=== OBJECTIVE 1 ===
Put everything from the start of the rows below down through the line containing "left=102, top=153, right=465, bottom=309" into a JSON list of strings, with one string per line and blank lines dropped. Leave the pictures out.

=== EXCERPTED TEXT ===

++++++++++++++++++++

Final 551 Project

Author

Bena Smith, Brandon Kim, Amanda Belden

Introduction

Chicago is considered a great place to visit by many, with many tourist attractions and a big city culture, but it’s also known for having high crime rates. Our project aims to use Chicago crime data to determine whether certain neighborhoods of Chicago have associations with certain types of crimes being committed there. We plan to use various modeling and visualization techniques in order to better explore this topic, and provide Chicago locals, tourists, and police with a better understanding of the crime in their city.

Our three tasks will be:

Using multiple non-supervised clustering methods of varying precision to determine if specific locations, based on latitude and longitude, and times are associated with the frequency of certain crimes and the arrest rates of these crimes. (Particularly about homicides, sexual assault and officer interference).
Developing a gradient boosted decision tree model to make predictions on which type of crime may be reported given a location, time and other factors.
Developing a gradient boosted decision tree model to make predictions on whether an arrest was made given the same factors.

Our goal with the first task is to help tourists and any unfamiliar or safety conscious people of Chicago to be better informed about the trends of different crimes. Our clustering analysis aims to be able to find specific times and locations in which certain crimes are significantly more common than other crimes. Determining the centroids of these clustered points and finding their range in coordinates, times and dates will help these people to be more wary of certain crimes depending on location. We also wanted to hone our analysis on homicides, sexual assault, and officer interferences, by doing separate, more specific cluster analyses to determine trends and other discernments. Insights on these three incident types can be vital information for Chicago residents as homicides and sexual assaults are very disturbing, and officer interference can help gauge the effectiveness of the Chicago Police Department in specific areas.

Although beneficial, this type of analysis has a lot of biases and can be misleading to those that are less informed. For instance, it is important to realize that we are performing the clustering on the type of crimes, rather than the frequency. This means that we will be able to determine the most popular crimes given a place and time, rather than the odds of a certain crime happening. However, using the size of a cluster will help give people an idea of how often crimes happen in a given area.

Our goal with the second task is to allow locals, citizens, and police to choose their own location and time, and we will predict which type of crime may occur there. This will allow locals to potentially choose places to live or routes to work, and allow tourists to make informed choices on where they should or should not visit. Additionally, it could allow police to send additional resources for that specific crime to the given location.

Our third task is to make a model to predict if an arrest was made based on information about the crime including type of crime, time of day, day of the week, and location. This will allow Chicago police to know how they might reorganize their efforts. This will also give future researchers insights into how arrests are made in Chicago.

Overall, the findings of this project are intended to benefit multiple groups of people. Tourists planning to visit Chicago could benefit from a better understanding of safe and potentially risky areas. Residents will have more information which will allow them to make better decisions on their living situation and daily activities. Finally, the Chicago police will have more insight into crime hotspots, enabling them to better distribute their resources as necessary.

++++++++++++++++++++

=== DATA IN THIS EXERCISE ===
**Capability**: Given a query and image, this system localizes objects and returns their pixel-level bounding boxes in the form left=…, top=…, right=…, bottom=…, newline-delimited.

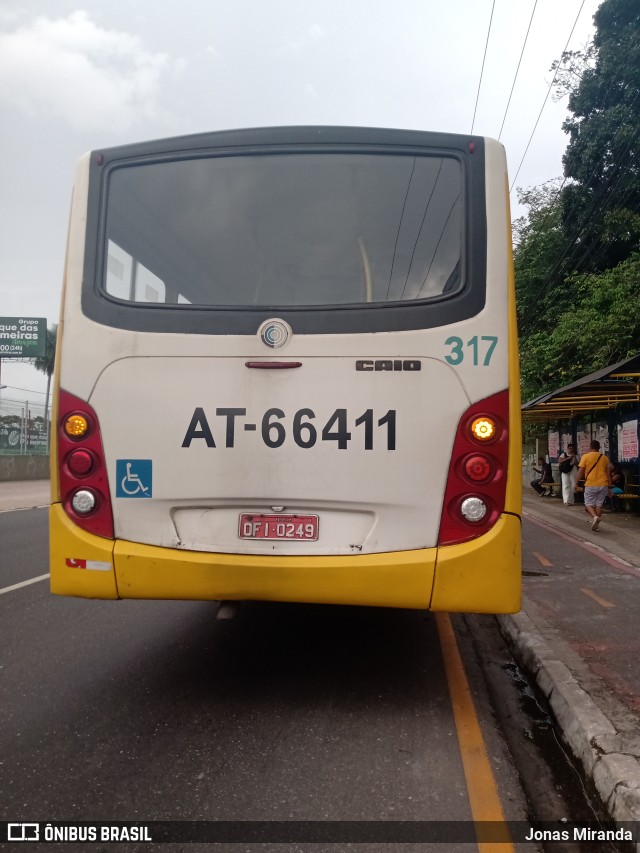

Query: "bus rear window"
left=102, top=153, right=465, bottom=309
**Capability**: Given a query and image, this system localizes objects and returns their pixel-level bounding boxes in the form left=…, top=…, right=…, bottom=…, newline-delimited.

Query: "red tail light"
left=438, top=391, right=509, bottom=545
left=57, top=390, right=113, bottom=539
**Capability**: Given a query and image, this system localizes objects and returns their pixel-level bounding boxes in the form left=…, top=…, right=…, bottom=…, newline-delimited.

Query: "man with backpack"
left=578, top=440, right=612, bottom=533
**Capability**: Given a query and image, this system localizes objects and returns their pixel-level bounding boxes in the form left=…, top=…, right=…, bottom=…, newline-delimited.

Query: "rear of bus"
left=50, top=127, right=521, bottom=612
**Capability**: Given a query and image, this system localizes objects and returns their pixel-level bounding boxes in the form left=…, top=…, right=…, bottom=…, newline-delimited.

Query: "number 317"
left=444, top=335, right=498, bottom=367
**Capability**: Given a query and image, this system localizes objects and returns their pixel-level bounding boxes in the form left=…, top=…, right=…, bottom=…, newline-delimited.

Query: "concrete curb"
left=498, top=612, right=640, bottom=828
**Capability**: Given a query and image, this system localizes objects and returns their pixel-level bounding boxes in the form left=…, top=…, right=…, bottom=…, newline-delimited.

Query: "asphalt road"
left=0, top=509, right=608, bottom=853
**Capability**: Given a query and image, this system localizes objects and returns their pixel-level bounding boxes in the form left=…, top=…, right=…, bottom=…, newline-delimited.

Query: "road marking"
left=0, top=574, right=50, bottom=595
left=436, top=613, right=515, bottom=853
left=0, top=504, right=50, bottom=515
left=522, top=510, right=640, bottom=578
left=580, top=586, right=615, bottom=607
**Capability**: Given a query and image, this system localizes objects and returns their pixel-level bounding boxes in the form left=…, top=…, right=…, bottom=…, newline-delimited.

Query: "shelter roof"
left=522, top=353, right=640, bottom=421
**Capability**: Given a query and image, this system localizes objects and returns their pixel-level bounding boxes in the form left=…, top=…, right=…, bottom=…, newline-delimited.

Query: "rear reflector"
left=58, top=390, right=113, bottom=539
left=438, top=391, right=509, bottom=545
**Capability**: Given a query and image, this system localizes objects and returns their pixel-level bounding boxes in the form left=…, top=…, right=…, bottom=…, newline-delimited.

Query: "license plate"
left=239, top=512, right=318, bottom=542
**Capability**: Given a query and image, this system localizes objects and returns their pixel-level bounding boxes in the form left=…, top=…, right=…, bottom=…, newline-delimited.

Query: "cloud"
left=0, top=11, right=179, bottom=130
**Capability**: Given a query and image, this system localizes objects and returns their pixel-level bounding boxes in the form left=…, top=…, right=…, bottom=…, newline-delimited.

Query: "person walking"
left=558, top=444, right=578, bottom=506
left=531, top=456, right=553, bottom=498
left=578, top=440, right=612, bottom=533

++++++++++++++++++++

=== OBJECTIVE 2 ===
In the Chicago crime project text, which three incident types get their own separate cluster analyses?

=== EXPECTED OUTPUT 1 ===
[
  "**Capability**: Given a query and image, this system localizes objects and returns their pixel-level bounding boxes in the form left=…, top=…, right=…, bottom=…, newline-delimited.",
  "Query: \"bus rear window\"",
  "left=102, top=153, right=465, bottom=309"
]

=== EXPECTED OUTPUT 2 ===
Homicides, sexual assault, and officer interference.